Material provided.
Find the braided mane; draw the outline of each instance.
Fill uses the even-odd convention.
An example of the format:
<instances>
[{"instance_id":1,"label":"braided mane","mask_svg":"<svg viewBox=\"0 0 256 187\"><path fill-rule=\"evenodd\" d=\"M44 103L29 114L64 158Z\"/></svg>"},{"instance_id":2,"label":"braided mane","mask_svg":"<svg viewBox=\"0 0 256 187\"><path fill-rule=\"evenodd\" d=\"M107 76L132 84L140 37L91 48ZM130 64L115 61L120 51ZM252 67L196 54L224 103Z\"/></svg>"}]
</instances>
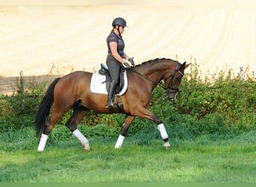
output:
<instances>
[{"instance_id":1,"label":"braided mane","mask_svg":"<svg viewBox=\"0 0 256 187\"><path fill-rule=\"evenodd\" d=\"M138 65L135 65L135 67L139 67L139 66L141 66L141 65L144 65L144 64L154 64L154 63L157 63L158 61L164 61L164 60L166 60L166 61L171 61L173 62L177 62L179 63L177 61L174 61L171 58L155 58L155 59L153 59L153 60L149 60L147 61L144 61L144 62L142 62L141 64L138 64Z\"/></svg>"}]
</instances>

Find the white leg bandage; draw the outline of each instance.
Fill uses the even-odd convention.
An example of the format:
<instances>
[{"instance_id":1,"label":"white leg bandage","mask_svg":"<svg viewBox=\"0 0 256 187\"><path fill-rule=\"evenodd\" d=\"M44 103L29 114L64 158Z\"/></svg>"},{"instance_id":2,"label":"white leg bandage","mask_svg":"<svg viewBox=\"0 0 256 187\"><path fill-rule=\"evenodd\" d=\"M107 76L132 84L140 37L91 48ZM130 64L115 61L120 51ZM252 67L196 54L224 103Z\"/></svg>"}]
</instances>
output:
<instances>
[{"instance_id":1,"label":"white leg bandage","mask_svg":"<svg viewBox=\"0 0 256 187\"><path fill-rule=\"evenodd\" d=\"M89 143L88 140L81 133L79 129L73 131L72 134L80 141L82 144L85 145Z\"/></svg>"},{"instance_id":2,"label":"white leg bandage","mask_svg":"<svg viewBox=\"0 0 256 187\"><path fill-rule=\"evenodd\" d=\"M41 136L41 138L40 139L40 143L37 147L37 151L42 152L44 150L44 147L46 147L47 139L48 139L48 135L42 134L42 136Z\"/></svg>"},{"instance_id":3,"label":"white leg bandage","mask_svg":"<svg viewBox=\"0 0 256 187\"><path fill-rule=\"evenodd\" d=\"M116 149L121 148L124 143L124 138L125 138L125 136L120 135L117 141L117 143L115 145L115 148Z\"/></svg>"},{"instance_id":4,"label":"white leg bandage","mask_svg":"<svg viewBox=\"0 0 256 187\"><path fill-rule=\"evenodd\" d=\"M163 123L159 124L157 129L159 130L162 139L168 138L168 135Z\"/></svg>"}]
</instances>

What to produce. Can you output every line of the records above as a Markdown table with the columns "Row" and "Line", numbering the rows in order? Skip blank lines and leave the pictures out.

Full solution.
| Row | Line |
|---|---|
| 1 | Find the braided mane; draw the outline of each instance. |
| 2 | Fill uses the even-odd convention. |
| 3 | An example of the format: |
| 4 | <instances> |
| 5 | [{"instance_id":1,"label":"braided mane","mask_svg":"<svg viewBox=\"0 0 256 187\"><path fill-rule=\"evenodd\" d=\"M44 103L29 114L64 158Z\"/></svg>"},{"instance_id":2,"label":"braided mane","mask_svg":"<svg viewBox=\"0 0 256 187\"><path fill-rule=\"evenodd\" d=\"M107 76L132 84L140 37L91 48ZM130 64L115 61L120 51ZM252 67L196 54L224 103Z\"/></svg>"}] |
| 6 | </instances> |
| 7 | output: |
| 8 | <instances> |
| 9 | [{"instance_id":1,"label":"braided mane","mask_svg":"<svg viewBox=\"0 0 256 187\"><path fill-rule=\"evenodd\" d=\"M138 65L135 65L135 67L139 67L139 66L141 66L141 65L144 65L144 64L154 64L154 63L157 63L158 61L164 61L164 60L166 60L166 61L171 61L173 62L177 62L179 63L177 61L174 61L171 58L155 58L155 59L153 59L153 60L149 60L147 61L144 61L144 62L142 62L141 64L138 64Z\"/></svg>"}] |
| 10 | </instances> |
| 11 | Find the white leg bandage; draw the outline of each instance. |
| 12 | Fill uses the even-odd convention. |
| 13 | An example of the format: |
| 14 | <instances> |
| 15 | [{"instance_id":1,"label":"white leg bandage","mask_svg":"<svg viewBox=\"0 0 256 187\"><path fill-rule=\"evenodd\" d=\"M44 103L29 114L64 158Z\"/></svg>"},{"instance_id":2,"label":"white leg bandage","mask_svg":"<svg viewBox=\"0 0 256 187\"><path fill-rule=\"evenodd\" d=\"M107 76L132 84L140 37L91 48ZM130 64L115 61L120 51ZM252 67L196 54L224 103Z\"/></svg>"}] |
| 16 | </instances> |
| 17 | output: |
| 18 | <instances> |
| 19 | [{"instance_id":1,"label":"white leg bandage","mask_svg":"<svg viewBox=\"0 0 256 187\"><path fill-rule=\"evenodd\" d=\"M89 143L88 140L81 133L79 129L73 131L72 134L80 141L82 144L85 145Z\"/></svg>"},{"instance_id":2,"label":"white leg bandage","mask_svg":"<svg viewBox=\"0 0 256 187\"><path fill-rule=\"evenodd\" d=\"M41 136L41 138L40 139L40 143L37 147L37 151L42 152L44 150L44 147L46 147L47 139L48 139L48 135L42 134L42 136Z\"/></svg>"},{"instance_id":3,"label":"white leg bandage","mask_svg":"<svg viewBox=\"0 0 256 187\"><path fill-rule=\"evenodd\" d=\"M116 149L121 148L124 143L124 138L125 138L125 136L120 135L117 141L117 143L115 145L115 148Z\"/></svg>"},{"instance_id":4,"label":"white leg bandage","mask_svg":"<svg viewBox=\"0 0 256 187\"><path fill-rule=\"evenodd\" d=\"M163 123L159 124L157 129L159 130L162 139L168 138L168 135Z\"/></svg>"}] |
| 20 | </instances> |